_Records for the task_

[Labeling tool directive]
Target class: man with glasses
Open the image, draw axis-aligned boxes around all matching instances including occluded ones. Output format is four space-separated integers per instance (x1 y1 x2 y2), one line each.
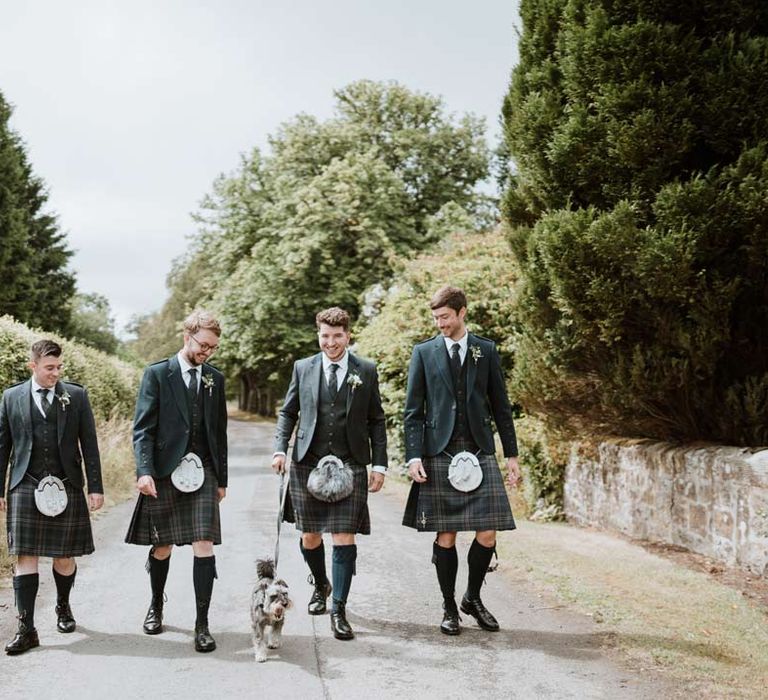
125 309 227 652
---
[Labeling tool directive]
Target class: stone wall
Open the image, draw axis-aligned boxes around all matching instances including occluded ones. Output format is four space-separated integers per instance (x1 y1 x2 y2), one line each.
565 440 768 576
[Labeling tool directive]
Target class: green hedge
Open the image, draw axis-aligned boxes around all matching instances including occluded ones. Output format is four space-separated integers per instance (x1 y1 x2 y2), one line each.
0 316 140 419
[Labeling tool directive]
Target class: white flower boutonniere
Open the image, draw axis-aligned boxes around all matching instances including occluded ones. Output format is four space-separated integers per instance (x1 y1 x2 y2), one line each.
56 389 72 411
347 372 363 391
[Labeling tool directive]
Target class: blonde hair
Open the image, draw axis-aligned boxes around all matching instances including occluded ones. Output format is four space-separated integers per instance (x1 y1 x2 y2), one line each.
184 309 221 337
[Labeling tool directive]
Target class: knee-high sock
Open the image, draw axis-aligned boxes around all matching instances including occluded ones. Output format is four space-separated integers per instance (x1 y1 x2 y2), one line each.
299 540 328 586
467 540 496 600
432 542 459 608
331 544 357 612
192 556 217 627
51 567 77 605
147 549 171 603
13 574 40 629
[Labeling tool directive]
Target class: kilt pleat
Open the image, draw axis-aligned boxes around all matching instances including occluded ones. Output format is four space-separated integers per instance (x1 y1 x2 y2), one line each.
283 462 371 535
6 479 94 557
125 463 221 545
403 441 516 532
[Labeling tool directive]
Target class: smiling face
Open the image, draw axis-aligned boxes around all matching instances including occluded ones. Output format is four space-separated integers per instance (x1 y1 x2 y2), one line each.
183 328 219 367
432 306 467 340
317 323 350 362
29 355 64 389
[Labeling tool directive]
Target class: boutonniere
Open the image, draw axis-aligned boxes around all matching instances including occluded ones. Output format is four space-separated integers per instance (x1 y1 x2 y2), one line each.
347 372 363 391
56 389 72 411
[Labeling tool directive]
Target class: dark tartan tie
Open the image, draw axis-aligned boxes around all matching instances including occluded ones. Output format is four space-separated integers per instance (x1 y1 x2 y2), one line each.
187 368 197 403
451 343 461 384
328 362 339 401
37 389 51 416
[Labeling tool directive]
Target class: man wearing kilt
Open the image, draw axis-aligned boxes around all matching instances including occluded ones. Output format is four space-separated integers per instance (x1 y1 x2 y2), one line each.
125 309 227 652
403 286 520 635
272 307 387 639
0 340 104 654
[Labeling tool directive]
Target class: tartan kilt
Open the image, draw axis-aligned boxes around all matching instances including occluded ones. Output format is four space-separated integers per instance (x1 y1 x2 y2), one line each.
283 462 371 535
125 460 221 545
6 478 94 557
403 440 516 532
--
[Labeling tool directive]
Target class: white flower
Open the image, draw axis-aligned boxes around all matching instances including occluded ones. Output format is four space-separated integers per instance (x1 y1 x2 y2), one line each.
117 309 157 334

_Problem to solve_
List each line of the material above that contains the string "white", copying every such line in full.

_Answer in full_
Target class: white flower boutonniere
Target class: white flower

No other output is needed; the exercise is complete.